TRECHO SELECIONADO:
Cópias deste novo texto sem dúvida circularam rapidamente e algumas foram levadas para o Cairo para servir às necessidades da comunidade caraíta local. Lá, Shemu’el ben Ya’aqov provavelmente fez uma cópia de um dos manuscritos autorizados preparados pelo próprio Aarão ben Moisés ben Asher em Tiberíades. Eventualmente, como vimos, esta cópia chegou a Damasco. Firkovich o adquiriu em uma de suas viagens mais distantes, talvez até em Damasco.
Existe apenas um outro manuscrito ao qual o Codex de Leningrado pode ser comparado: o Codex de Aleppo. Tanto o Codex de Aleppo como o Codex de Leningrado preservam o texto da escola de massoretas de Ben Asher. O Codex de Aleppo, no entanto, é ainda mais antigo, datando de cerca de 935 d.C. De 1478 a 1947, esteve instalado na Sinagoga Mustaribah, em Aleppo – daí o seu nome. Há uma tradição de que Maimônides, o grande filósofo judeu e estudioso da Bíblia do século XII, viu o Codex de Aleppo, pois se refere a ele como o codex autorizado para o estudo textual.
Em 2 de dezembro de 1947, quatro dias depois de as Nações Unidas aprovarem uma resolução para dividir a Palestina, criando assim o Estado de Israel, multidões árabes em Aleppo (e em outros lugares da Síria) iniciaram um ataque violento contra judeus sírios e suas propriedades. Entre os alvos estava a Sinagoga Mustaribah, um marco desde o século IV. Miraculosamente, porém, 294 das 380 folhas do Codex de Aleppo foram recuperadas. Na sequência elas foram transferidas para Israel e agora são propriedade da Fundação Yitzchak Ben-Zvi em Jerusalém.
Mas mesmo antes do desastre de 1947, o Codex de Aleppo era em grande parte inacessível aos estudiosos.
Na década de 1920 o grande crítico textual alemão Paul Kahle quis usar o Codex de Aleppo como texto base para a terceira edição da Bíblia Hebraica (BH).
BH é a edição crítica da Bíblia Hebraica usada por estudiosos de todo o mundo desde que a primeira edição foi publicada em 1905. É também a base textual a partir da qual foram feitas a maioria das traduções, para qualquer orientação religiosa. As duas primeiras edições usaram o texto tradicional da Bíblia rabínica, impressa na Itália no início do século XVI. Desde então, tornou-se claro que tanto o Codex de Aleppo como o Codex de Leningrado são testemunhas superiores.
Kahle sabia que o Codex de Aleppo era mais antigo e provavelmente ainda mais autêntico que o Codex de Leningrado. Infelizmente, porém, ele não conseguiu persuadir os funcionários da sinagoga em Aleppo nem sequer a permitir-lhe estudá-lo na sinagoga, muito menos emprestá-lo ou fotografá-lo.
Por outro lado, em 1926 Kahle foi autorizado a levar o Codex de Leningrado para Leipzig. Lá, seu aluno, Gottfried Quell, preparou copiosas notas para Rudolf Kittel — o ilustre editor das duas primeiras edições de BH — que então preparava uma terceira edição.

Dados de anotação de regiões de imagens:

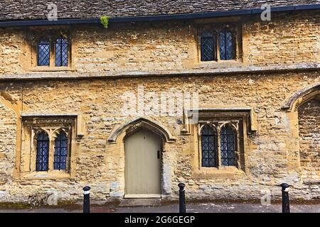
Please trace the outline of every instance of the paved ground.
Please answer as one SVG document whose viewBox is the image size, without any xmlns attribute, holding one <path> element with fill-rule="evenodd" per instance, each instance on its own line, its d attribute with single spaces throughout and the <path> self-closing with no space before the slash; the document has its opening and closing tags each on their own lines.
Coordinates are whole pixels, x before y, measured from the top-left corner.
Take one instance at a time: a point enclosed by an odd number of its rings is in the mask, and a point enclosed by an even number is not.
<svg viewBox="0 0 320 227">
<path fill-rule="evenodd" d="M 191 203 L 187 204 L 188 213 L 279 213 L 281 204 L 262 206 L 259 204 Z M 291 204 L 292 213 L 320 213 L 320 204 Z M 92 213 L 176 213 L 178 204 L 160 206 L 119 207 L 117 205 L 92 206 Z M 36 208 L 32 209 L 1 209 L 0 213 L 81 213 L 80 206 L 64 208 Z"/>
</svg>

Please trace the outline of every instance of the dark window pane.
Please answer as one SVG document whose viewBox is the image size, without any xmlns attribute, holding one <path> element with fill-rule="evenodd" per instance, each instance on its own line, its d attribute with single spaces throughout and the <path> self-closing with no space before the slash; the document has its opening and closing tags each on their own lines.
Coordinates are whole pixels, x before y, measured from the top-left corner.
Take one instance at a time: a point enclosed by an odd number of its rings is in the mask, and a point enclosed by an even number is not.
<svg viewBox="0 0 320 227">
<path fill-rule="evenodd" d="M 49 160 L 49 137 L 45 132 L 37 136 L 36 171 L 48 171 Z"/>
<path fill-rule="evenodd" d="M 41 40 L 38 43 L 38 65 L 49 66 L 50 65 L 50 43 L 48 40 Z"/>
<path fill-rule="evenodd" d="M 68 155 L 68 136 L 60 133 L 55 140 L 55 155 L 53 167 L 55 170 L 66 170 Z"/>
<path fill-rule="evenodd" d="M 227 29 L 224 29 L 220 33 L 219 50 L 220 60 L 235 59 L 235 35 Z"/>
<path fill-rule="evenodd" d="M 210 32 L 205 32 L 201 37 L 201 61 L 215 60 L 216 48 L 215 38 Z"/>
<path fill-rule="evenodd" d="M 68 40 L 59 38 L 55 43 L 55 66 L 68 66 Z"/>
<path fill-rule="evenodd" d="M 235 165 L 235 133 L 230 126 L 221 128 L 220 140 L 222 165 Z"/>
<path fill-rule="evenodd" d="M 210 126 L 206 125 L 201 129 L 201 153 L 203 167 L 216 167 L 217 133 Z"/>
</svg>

TAREFA CURTA: Dê sequência ao texto sobre os códices de Aleppo e de Leningrado, começando logo após a última frase.

A RESPOSTA:
Assim, o Codex de Leningrado tornou-se o texto base da terceira edição de BH (1937), chamada pelos estudiosos de BHK (Biblia Hebraica Kittel).
O Codex de Leningrado é também o texto base da quarta edição da BH (1976/7), conhecida como BHS, Biblia Hebraica Stuttgartensia. Esse é o texto agora usado em todo o mundo para estudo acadêmico e tradução.
A quinta edição da BH, referida como BHQ (Biblia Hebraica Quinta), que está atualmente sendo preparada por uma equipe internacional de estudiosos, também usa como base o Codex de Leningrado. Sua publicação começou em 2004.
Embora o Codex de Leningrado tenha sido fotografado e microfilmado, a maioria das fotografias e filmes originais desapareceram e as cópias restantes são menos que satisfatórias. Até mesmo algumas consoantes hebraicas não são claras nessas cópias, e as minúsculas notas marginais são em sua maioria ilegíveis. Claramente, um novo conjunto de fotografias era necessário.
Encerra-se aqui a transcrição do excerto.